**Problem:** Send back all of the records, each one exactly as written.

Data extracted from a collection:
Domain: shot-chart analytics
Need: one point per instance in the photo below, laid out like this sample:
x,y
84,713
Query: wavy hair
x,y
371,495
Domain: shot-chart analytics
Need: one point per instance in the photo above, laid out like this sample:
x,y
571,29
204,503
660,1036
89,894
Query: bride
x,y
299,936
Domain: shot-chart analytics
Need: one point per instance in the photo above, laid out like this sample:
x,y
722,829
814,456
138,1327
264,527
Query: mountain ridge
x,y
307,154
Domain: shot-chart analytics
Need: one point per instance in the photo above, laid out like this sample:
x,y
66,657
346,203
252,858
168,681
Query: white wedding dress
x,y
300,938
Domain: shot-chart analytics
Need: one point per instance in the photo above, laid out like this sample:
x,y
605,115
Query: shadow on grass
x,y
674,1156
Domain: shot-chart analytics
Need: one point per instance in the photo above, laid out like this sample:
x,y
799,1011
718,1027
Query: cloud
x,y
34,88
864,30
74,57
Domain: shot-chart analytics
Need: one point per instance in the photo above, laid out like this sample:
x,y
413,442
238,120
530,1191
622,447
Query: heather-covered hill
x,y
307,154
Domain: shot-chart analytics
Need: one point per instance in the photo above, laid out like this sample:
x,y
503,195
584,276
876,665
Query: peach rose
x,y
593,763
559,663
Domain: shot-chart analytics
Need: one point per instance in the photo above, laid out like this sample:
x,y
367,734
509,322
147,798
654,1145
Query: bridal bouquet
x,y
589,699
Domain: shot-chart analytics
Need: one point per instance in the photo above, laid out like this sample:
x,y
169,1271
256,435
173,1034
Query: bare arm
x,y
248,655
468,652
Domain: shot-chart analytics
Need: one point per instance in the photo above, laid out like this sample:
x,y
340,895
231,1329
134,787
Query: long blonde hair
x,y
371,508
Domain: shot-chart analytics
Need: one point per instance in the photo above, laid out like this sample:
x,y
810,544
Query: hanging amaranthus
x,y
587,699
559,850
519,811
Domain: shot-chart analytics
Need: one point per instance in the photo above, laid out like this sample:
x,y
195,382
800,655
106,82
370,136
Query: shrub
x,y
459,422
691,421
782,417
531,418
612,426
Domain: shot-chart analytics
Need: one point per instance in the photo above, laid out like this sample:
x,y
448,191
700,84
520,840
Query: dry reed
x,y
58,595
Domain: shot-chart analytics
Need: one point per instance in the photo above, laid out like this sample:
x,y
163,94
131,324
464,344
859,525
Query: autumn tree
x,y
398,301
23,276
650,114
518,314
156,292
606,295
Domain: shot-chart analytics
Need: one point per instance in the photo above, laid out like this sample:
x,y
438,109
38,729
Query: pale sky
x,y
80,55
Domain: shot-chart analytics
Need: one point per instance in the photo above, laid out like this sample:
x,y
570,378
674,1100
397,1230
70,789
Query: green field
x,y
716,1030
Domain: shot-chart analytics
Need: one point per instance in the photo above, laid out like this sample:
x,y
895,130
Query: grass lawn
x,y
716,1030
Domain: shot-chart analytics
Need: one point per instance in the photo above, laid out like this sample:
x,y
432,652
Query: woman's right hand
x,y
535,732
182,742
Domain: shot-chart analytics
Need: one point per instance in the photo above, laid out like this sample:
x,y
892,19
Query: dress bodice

**Exercise solution:**
Domain: shot-chart analytics
Need: one point per instance in the photo below, laid out like this sample:
x,y
84,713
Query: wavy hair
x,y
371,495
Domain: shot-chart analytics
Need: one point per instance in the photo above, laid out like this sample:
x,y
571,29
204,503
660,1036
89,894
Query: bride
x,y
299,936
Domain: shot-chart analytics
Need: one point per instance in the photo above, laid out like this sample:
x,y
722,829
814,456
138,1327
264,527
Query: mountain ridge
x,y
307,154
Domain: shot-chart analytics
Need: one point per instance in the photo above, laid out like this sample:
x,y
66,657
346,203
252,858
168,681
Query: white wedding dress
x,y
300,938
Domain: shot-chart analytics
Need: one point per instance in the photo above, laid out like this sample:
x,y
605,115
Query: shadow on grass
x,y
674,1156
Domain: shot-chart analytics
Need: one point per instance in the photo above, laid out like this sample:
x,y
799,1011
718,1027
Query: cloud
x,y
34,88
864,30
74,57
Domain: shot-chart analytics
Need: one point per instance in the photo above, laid out like this sample:
x,y
413,442
238,120
530,1191
622,447
Query: heather-covered hill
x,y
307,154
Domain: shot-chart analytics
Need: one point per instance in the photo above, laid out like this sample:
x,y
503,195
584,276
876,665
Query: peach rose
x,y
593,763
559,663
Domain: shot-chart analytics
Need: one point per instance in the photo above, laid out like this sample:
x,y
367,734
509,322
147,798
654,1145
Query: bridal bouquet
x,y
589,699
Domain: shot-chart analytics
Need: one point per instance in the photo above, laid out like this sample:
x,y
169,1271
256,435
173,1034
Query: bare arm
x,y
248,655
468,652
Domain: shot-chart analytics
Need: one point per instance in the photo above, laid out like this sample:
x,y
340,895
231,1329
134,787
Query: long blonde hair
x,y
371,508
Domain: shot-chart analytics
Need: one point per instance in the photo above, laid out like this sample:
x,y
810,544
Query: hanging amaranthus
x,y
587,699
559,850
519,811
Domain: shot-chart analytics
Need: one point per instance in the photo above, laid out like this sample:
x,y
195,382
800,655
106,82
370,136
Query: shrub
x,y
459,422
691,421
782,417
531,418
612,426
Domain: shot-chart analytics
Need: one point per instance in the photo above, laid out like this sample:
x,y
448,191
700,84
520,840
Query: dry reed
x,y
58,595
Domain: shot-chart analytics
Need: one point per instance in the photo above, laid out like this sample:
x,y
163,94
131,324
464,344
859,525
Query: autumn tree
x,y
398,301
23,276
650,114
518,314
156,292
606,295
Domain: shot-chart analytics
Need: one point per instance in the photo above, laid out like this sample:
x,y
438,109
38,729
Query: pale sky
x,y
80,55
Domain: shot-chart analytics
Need: one point per instance in the photo above, laid out like this sample:
x,y
570,378
674,1100
397,1230
70,789
Query: green field
x,y
716,1030
Domain: shot-chart analytics
Need: one point per instance in the photo above, laid out like this sample:
x,y
895,130
Query: grass lawn
x,y
716,1030
Domain: shot-chart analytics
Need: one point per instance in the photo above, laid out like this sample:
x,y
432,652
Query: woman's right hand
x,y
535,732
182,742
Domain: shot-chart analytics
Need: one point per instance in the photo above, laid out like this sample:
x,y
892,19
Query: dress bodice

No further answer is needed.